-------- Records to use

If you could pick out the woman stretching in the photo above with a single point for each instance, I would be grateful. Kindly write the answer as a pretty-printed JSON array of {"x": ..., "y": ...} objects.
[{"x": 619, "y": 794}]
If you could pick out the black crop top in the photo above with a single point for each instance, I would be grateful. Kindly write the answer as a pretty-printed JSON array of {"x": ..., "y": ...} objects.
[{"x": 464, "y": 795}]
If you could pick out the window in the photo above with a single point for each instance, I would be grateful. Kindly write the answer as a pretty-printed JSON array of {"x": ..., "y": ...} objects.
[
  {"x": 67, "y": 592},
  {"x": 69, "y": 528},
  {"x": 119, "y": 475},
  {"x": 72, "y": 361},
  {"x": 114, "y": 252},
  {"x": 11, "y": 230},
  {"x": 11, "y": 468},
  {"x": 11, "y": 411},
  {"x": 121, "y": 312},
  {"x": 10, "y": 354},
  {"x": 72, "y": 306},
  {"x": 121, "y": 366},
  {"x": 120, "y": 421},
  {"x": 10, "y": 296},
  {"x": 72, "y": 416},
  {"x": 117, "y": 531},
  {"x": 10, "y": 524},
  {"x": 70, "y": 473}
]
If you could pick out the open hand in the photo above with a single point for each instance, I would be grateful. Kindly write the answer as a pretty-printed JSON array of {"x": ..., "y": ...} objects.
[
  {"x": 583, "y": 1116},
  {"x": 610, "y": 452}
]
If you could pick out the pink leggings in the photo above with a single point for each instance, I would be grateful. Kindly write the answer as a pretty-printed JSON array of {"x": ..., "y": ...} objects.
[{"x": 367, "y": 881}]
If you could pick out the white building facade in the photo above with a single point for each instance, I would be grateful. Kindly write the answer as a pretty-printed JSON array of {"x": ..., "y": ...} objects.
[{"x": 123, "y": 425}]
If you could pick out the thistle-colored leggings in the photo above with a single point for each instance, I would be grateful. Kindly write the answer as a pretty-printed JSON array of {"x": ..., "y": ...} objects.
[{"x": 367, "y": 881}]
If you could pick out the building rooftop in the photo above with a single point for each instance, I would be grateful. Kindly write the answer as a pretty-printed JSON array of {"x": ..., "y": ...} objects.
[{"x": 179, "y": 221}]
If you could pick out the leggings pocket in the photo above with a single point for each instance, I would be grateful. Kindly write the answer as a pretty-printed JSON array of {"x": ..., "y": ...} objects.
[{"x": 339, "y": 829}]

----------------

◆ **Work to be completed**
Print every line of the listing above verbatim, with no changes.

◆ **The answer**
If you could pick out the woman stretching in the photo above with a single point for each instance, I would be grateful. Kindly write the answer as a pretty-printed JSON array of {"x": ..., "y": ...} objects.
[{"x": 619, "y": 794}]
If you could pick out the black crop top in the photo above with a single point for each instance, I would be grateful. Kindly write the answer as a pretty-printed JSON array of {"x": ..., "y": ...} objects.
[{"x": 464, "y": 795}]
If you could pick out the window in the photo above with a single point for each instance, I would be grateful. Kindly write the answer as a pretty-printed JSON array of {"x": ..., "y": ...} objects.
[
  {"x": 67, "y": 592},
  {"x": 69, "y": 528},
  {"x": 119, "y": 475},
  {"x": 72, "y": 361},
  {"x": 114, "y": 252},
  {"x": 11, "y": 230},
  {"x": 11, "y": 468},
  {"x": 11, "y": 411},
  {"x": 121, "y": 312},
  {"x": 10, "y": 354},
  {"x": 72, "y": 306},
  {"x": 121, "y": 366},
  {"x": 120, "y": 421},
  {"x": 10, "y": 296},
  {"x": 72, "y": 416},
  {"x": 117, "y": 531},
  {"x": 10, "y": 524},
  {"x": 70, "y": 473}
]
If you could pick out the open hand in the photo above with a single point for each instance, I would be grateful. Kindly write the answer as a pretty-printed JSON array of {"x": ..., "y": ...} objects.
[
  {"x": 583, "y": 1116},
  {"x": 610, "y": 452}
]
If you could pick out the pink leggings in the photo above with a single point for each instance, I would be grateful. Kindly write the answer as a pretty-printed JSON array of {"x": ..., "y": ...} objects.
[{"x": 367, "y": 881}]
If you could pick out the white building facade in the photo above with a single point for each instance, I would be grateful. Kindly write the answer as a pretty-printed JSON array of {"x": ..., "y": ...} objects.
[{"x": 123, "y": 425}]
If you could pick out the thistle-colored leggings in the photo above with a single point for each instance, I would be grateful. Kindly write the answer as a pretty-printed JSON array of {"x": ..., "y": ...} objects.
[{"x": 367, "y": 881}]
If you could pick out the building rooftop in the photo above with a single point for each instance, I would be grateful. Kindly write the answer as a pretty-printed JSON array of {"x": ..., "y": ...} objects.
[{"x": 179, "y": 221}]
If you could pick out the leggings pocket in the photo above with a single point for each instance, I would be grateful. Kindly write the answer as a pretty-printed JSON array of {"x": ..., "y": ...} objects.
[{"x": 339, "y": 829}]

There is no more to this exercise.